Excerpt provided:
Isaiah
Isaiah is brim-full of the message we seek. Chapter one deals with Israel and the heaping of judgments on her. Yet hidden beneath the surface is the promise of God that Israel must in the end be saved, for though the country is desolate, the cities are burned, strangers devour the land, and all the rest, still there is the "remnant." Why should not Israel have become like Sodom and Gomorrah? The promise, evidenced by the remnant. Israel has a future. The theme is throughout the prophets. God will keep His word when men do not keep theirs. Even if He has to write that word in their hearts.
Chapter 10 paints the picture of Assyria. Proud, blood-thirsty, ever-victorious, Assyria, who had been used to punish Israel, is not to be spared. Her annihilation is here foretold, followed by the continuing story of the "remnant", not of Assyria, but of Israel. You see what it is like to have God's love set upon you?
The remnant will return. The remnant will depend on the Lord. How does God know? He has decreed it, and will make it happen. That's how He knows everything...
"For the Lord of hosts has purposed, and who will annul it? His hand is stretched out, and who will turn it back?"
29:16 is the famed portrait of the potter, that Paul uses to show that we should never question God's ways. We'll deal with it in Romans.
Still have trouble believing in an "election"? Then behold, 42:1, Jesus, God's Servant in whom God delights, "My Elect One..." He then goes on to tell what His chosen One will do. These are the things in fact that God has decreed to do. Jesus did them. He only did what He saw the Father doing. And the Father only did what He said he would do, not just seven hundred years earlier in Isaiah, but before the worlds were formed. Here is Election in its perfect form. Why can we not believe that we too are elected as a part of this Grand Scheme of things?
Who can proclaim as God does (44:7)? No one.
Take Cyrus as another example. Isaiah tells of his election in chapter 45. Cyrus is appointed of God to subdue nations. For Cyrus' sake? No, "For Jacob My servant's sake and Israel my elect (4)." And for God's: "That they may know from the rising of the sun to its setting that there is none besides Me(6)..." Cyrus' life is laid out before him. In Cyrus's thinking, before God made these announcements, he was just wanting to rule the world, for his own purposes.
But God, Who knew his name, let him know that God's purposes were the ones he was really working toward.
God can take any of the evil that men do, even that you do, and use it for His glory.
From the Emperor to the animals of his creation God claims to be in charge. We need to hear it (46:9-11).
"...I am God, and there is no other...declaring the end from the beginning...saying, My counsel shall stand, and I will do all My pleasure, calling a bird of prey from the east... indeed I have spoken it."

The request: Reproduce the passage of the commentary on Isaiah between "Chapter 10 paints" and "He knows everything...", inclusive. The listing after this text is separate material and has no connection to the commentary on Isaiah.

Items:
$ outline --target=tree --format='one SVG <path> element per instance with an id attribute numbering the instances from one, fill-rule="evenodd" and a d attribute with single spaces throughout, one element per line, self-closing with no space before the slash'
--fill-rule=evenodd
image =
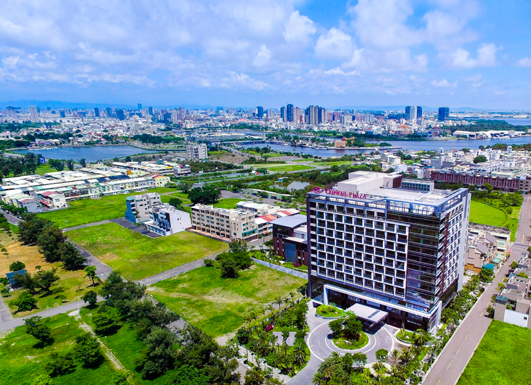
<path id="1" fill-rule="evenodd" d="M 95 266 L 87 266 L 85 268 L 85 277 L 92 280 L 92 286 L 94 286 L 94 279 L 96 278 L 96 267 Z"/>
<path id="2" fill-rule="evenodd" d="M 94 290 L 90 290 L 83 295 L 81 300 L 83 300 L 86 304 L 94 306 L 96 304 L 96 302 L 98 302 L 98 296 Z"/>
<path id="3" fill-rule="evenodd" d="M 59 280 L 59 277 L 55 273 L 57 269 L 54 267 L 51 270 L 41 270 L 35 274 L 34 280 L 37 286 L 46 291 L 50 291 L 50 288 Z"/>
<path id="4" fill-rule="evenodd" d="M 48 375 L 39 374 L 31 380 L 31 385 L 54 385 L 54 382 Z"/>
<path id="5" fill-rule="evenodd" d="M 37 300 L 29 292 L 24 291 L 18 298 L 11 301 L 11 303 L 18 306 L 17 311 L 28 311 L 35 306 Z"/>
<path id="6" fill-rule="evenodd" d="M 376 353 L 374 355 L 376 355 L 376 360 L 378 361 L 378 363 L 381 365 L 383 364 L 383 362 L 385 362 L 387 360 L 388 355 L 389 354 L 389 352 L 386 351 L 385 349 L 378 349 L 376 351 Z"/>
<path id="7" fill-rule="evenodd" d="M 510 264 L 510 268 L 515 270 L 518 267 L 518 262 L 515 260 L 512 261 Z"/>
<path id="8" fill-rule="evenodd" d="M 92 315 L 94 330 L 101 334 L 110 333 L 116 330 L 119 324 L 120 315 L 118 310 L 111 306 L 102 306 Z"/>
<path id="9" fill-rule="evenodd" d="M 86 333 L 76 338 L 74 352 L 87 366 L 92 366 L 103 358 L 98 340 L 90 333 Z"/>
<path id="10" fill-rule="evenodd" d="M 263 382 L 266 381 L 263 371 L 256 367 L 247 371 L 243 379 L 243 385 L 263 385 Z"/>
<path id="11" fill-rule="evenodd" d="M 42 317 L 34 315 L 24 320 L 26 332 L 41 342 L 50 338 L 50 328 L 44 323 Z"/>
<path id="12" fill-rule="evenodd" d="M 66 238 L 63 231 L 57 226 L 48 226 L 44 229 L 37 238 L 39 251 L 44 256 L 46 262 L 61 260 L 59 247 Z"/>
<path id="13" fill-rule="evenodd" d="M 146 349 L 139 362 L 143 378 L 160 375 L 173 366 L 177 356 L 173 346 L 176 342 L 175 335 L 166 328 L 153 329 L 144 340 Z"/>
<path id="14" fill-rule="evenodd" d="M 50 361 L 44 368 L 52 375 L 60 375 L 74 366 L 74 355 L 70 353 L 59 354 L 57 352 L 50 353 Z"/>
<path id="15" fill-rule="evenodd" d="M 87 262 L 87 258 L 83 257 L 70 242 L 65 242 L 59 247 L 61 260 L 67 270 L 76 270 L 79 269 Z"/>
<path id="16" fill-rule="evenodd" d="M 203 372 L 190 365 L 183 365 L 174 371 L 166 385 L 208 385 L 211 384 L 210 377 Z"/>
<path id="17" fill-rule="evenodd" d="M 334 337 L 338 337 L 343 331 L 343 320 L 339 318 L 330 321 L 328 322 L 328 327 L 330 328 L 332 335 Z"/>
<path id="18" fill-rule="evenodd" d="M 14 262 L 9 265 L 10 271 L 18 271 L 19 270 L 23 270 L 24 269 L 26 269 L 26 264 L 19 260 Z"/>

...

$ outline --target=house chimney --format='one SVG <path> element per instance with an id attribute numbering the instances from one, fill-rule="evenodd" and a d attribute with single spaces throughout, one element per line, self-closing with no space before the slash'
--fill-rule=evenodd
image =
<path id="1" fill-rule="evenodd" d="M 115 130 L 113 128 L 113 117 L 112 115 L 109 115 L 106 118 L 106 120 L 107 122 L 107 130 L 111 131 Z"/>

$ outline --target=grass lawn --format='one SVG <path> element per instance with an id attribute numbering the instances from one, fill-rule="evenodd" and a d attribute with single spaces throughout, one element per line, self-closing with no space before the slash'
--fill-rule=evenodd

...

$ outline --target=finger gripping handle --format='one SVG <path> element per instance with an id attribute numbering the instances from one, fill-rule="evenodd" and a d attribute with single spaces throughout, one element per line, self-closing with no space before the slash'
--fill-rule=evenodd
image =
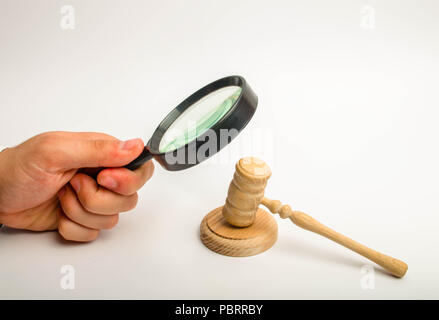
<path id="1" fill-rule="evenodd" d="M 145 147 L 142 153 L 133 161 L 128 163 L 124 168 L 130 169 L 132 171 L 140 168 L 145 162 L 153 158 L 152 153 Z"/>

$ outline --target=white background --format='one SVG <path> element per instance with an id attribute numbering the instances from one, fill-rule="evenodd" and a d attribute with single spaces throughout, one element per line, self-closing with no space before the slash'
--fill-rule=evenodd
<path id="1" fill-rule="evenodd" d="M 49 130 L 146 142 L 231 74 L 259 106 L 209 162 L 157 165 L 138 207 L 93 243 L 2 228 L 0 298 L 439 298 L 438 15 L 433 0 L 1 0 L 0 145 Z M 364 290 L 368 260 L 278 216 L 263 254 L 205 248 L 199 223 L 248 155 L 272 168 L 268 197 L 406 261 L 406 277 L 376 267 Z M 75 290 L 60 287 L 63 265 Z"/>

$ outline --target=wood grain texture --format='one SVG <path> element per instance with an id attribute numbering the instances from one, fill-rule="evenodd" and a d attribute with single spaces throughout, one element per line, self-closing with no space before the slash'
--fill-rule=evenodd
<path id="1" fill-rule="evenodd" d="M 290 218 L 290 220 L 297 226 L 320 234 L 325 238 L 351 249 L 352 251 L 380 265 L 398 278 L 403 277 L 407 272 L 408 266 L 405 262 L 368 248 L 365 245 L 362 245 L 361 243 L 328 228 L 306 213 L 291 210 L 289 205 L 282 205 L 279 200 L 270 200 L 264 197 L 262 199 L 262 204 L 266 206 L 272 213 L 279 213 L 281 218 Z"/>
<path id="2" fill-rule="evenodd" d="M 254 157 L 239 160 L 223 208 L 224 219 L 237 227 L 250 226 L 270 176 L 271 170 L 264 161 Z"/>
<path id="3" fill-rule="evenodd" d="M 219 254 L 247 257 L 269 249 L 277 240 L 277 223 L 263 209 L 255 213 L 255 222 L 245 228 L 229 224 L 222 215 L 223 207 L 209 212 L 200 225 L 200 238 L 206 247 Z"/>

Exercise result:
Chapter 10 paints the picture of Assyria. Proud, blood-thirsty, ever-victorious, Assyria, who had been used to punish Israel, is not to be spared. Her annihilation is here foretold, followed by the continuing story of the "remnant", not of Assyria, but of Israel. You see what it is like to have God's love set upon you?
The remnant will return. The remnant will depend on the Lord. How does God know? He has decreed it, and will make it happen. That's how He knows everything...